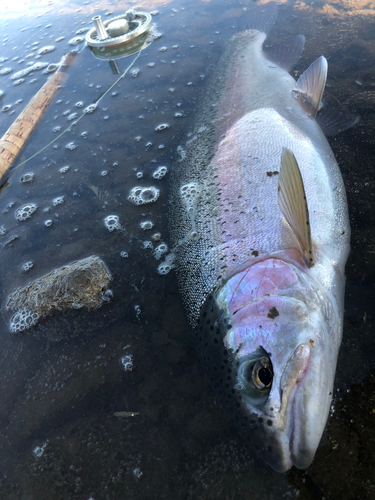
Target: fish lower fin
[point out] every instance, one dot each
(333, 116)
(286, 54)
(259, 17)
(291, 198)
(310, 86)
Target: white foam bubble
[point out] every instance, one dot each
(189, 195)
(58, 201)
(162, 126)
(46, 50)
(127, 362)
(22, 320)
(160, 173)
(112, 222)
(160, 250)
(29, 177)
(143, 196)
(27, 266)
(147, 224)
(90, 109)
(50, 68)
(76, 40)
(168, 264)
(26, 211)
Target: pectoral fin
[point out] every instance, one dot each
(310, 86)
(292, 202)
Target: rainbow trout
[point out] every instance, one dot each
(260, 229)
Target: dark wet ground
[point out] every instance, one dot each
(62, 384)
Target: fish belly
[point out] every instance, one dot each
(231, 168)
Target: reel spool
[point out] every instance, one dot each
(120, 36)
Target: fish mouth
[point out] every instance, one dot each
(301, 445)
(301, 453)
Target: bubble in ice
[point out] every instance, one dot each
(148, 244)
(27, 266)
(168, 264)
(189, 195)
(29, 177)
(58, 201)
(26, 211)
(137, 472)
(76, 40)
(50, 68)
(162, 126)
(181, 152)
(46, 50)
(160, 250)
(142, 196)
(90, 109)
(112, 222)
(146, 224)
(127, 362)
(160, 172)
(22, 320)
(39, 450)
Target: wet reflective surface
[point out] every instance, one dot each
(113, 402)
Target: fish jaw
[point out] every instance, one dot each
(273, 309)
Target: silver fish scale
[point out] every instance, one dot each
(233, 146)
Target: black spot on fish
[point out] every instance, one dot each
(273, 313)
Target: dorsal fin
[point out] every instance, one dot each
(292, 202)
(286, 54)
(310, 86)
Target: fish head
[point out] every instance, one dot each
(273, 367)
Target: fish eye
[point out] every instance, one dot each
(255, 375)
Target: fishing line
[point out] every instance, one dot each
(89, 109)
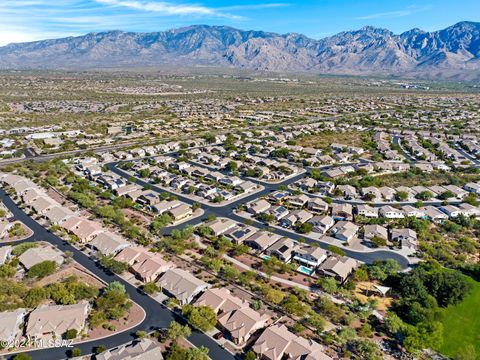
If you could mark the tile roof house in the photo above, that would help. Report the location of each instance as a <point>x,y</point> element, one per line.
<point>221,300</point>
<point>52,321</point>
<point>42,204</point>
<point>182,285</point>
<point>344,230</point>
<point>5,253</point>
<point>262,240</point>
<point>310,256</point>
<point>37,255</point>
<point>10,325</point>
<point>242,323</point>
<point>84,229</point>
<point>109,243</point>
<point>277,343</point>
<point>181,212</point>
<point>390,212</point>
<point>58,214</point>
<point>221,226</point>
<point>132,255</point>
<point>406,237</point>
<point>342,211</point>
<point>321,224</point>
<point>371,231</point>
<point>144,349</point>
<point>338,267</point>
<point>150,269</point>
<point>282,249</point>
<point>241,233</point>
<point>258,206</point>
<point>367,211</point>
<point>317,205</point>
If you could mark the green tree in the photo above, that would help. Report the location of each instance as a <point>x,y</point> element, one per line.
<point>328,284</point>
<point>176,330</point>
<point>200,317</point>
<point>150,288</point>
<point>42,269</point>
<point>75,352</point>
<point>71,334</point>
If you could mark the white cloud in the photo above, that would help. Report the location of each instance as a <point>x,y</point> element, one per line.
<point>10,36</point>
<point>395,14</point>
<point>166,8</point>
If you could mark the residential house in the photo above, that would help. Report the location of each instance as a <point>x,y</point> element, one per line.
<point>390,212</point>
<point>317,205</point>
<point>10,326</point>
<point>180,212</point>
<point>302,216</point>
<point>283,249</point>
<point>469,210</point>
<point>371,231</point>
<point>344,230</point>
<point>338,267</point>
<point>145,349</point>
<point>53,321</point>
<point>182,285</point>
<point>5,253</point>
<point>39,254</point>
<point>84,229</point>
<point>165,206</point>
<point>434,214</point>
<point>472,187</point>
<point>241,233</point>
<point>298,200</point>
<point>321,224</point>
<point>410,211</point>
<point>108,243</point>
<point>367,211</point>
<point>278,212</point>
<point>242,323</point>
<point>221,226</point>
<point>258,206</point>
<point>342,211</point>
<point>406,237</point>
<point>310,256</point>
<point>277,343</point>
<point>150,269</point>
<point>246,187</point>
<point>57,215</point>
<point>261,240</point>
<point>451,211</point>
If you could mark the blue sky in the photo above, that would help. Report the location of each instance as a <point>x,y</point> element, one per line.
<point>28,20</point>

_GOAL OF THE EXERCISE_
Copy the lines of the records from the one containing "If you could mark the green" through the one containing "<point>166,8</point>", requests included, and shift every coordinate in the answers up by 18.

_TASK OUTPUT_
If you could mark the green tree in the photo above, that would help. Report the location of each instance as a <point>x,y</point> element, one per line.
<point>346,302</point>
<point>194,348</point>
<point>218,335</point>
<point>168,306</point>
<point>60,287</point>
<point>93,370</point>
<point>89,352</point>
If you could mark the white cloud in the photo above, that would help. Report the location of each instance as a <point>x,y</point> element, one per line.
<point>28,54</point>
<point>413,32</point>
<point>184,26</point>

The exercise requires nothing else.